- Actions to take -
**A.** Answer these questions using the post about unpacking spiritual belongings.
(i) How long is the drive the author made to look at new houses?
(ii) Where is the chapel that is under construction?
(iii) How many beads are on the Buddhist mala found in the round wooden box?
**B.** Reproduce word for word the part of the post about unpacking spiritual belongings that opens with the words containing "One of the first" and closes with "fill this with?".
**C.** Carry the post about unpacking spiritual belongings further, beginning right after its final sentence.

- Document segment -

+++

Wednesday, November 13, 2019

Of Signs, Coincidences, Telling the Difference, and Letting Things Come As They Will

My favorite icon! Sophia,
Wisdom of God, Kiev
Starring Mother Mary.

That's what I'd written on the side of the big, heavy, slightly dented-in box sitting in the basement of our new house. I was either feeling cranky, tired, or irreverent the day I pulled out the Sharpie for that box. The past year or so has been such a blur -- packing the old house, doing repairs before listing it, making the six-hour drive to look at new houses, buying the new place, and juggling unboxing with repairs and work here -- that it's hard to tell what my mindset might have been that day.

But boy, it sure is true. I do have a lot of "altar crap." I didn't realize just how much until I started wrapping up all my spiritual books, baubles, and statues at the old place. Years' worth of accumulation. Darn near enough to fill a church. And now, as I finally start unboxing them, I'm getting a chance to see, after being disconnected from all of it for a few months, what I really missed and what I can probably do without. The stuff that moves me when I see it will be a good candidate for my chapel-under-construction in the attic, three floors up. (Lord have mercy.) As for the rest, well, it's a good thing we have a lot of resale shops around here.

One of the first things that caught my eye as I rummaged through my stuff was this little round wooden box with the peace sign on top. Hmm. What did I fill this with?

Oh, boy. At least half a dozen little plastic rosaries, two brown scapulars, and my 108-bead Buddhist mala. If this box doesn't illustrate what a crazy spiritual journey I've been on, I don't know what will.

+++

- Supplied data -
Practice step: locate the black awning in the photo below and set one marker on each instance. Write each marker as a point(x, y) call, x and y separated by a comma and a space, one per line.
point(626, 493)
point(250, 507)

+++

- Responses by task -
**A.**
(i) Six hours.
(ii) In the attic, three floors up.
(iii) 108.

**B.**
One of the first things that caught my eye as I rummaged through my stuff was this little round wooden box with the peace sign on top. Hmm. What did I fill this with?

**C.**
I've never had the heart to get rid of the mala. It's been with me for a long time. The rosewood possesses delicate and lovely scent, and it always relaxed me to bring the beads up to my nose for a quick whiff back in the days when I attempted to meditate. Some of the beads have cracked and been reglued. I once even sent the whole thing away to have a new red tassel put on when the old one became frayed and dingy, mostly from all the contact it made with the things around me as I wore it wrapped around my wrist -- which was most days.

The rosaries were either given to me by well-wishers on my return to the Catholic church or were ones I picked up from the free-take-one baskets at a few churches I visited. Sometimes I'd like the color. Sometimes I found a color I thought my daughter would like. Most of them ended up in drawers, forgotten.

Then there are the brown scapulars. I was visiting a Latin Mass church one time -- I can't even remember why -- when the priest announced that the parish had received a delivery of scapulars, handmade by Carmelite sisters in Valparaiso, Nebraska. At the end of the Mass, congregants were invited to kneel at the communion rail while the priest would place a scapular on us and invest us in the brown scapular confraternity.

Now, given that the contemplative practices of the Carmelites, like Teresa of Avila and John of the Cross, were one of the things that drew me back to Catholicism, and given that my spirituality was and is very Marian, investiture seemed like a no-brainer. Tradition holds that Mary herself gave the brown scapular to St. Simon Stock, appearing to him in 13th-century England, and told him that those who wore it would be saved.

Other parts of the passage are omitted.